▸ **What the task asks**:
An exact transcription of all the records is required, minus the images.

[[ Records shown, beginning ]]

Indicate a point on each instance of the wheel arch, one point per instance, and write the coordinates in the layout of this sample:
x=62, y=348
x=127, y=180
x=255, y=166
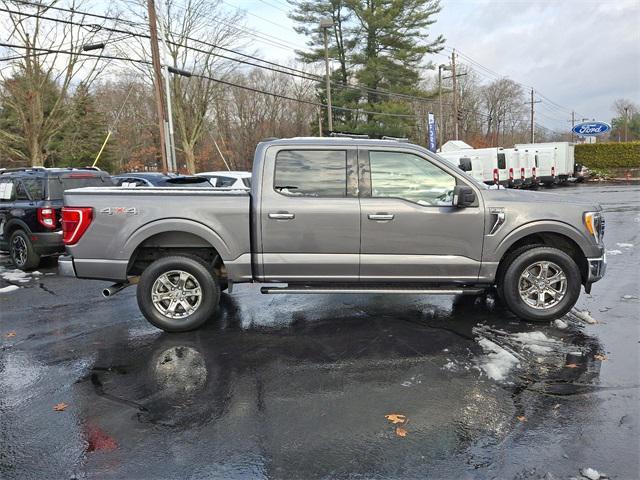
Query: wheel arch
x=177, y=236
x=562, y=239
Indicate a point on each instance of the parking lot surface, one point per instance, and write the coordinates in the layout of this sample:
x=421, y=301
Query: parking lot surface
x=326, y=386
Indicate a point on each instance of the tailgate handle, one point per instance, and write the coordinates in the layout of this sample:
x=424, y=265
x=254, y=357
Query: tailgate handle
x=282, y=216
x=381, y=216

[[ Records shown, end ]]

▸ **Answer for this exercise**:
Indicate a point on each instance of the wheel arch, one point per instance, and write the coordinates in the layout of this sample:
x=62, y=348
x=127, y=180
x=255, y=166
Query: wheel arch
x=177, y=236
x=562, y=239
Indicate a point on each instance of the parking lot surface, one point per instance, and write the coordinates in the layout of this sample:
x=421, y=301
Query: parking lot surface
x=326, y=386
Indicate a point on each instance of the tailgate handle, one point per instance, and write the coordinates in the layout of this sample:
x=424, y=265
x=254, y=357
Query: tailgate handle
x=282, y=216
x=381, y=216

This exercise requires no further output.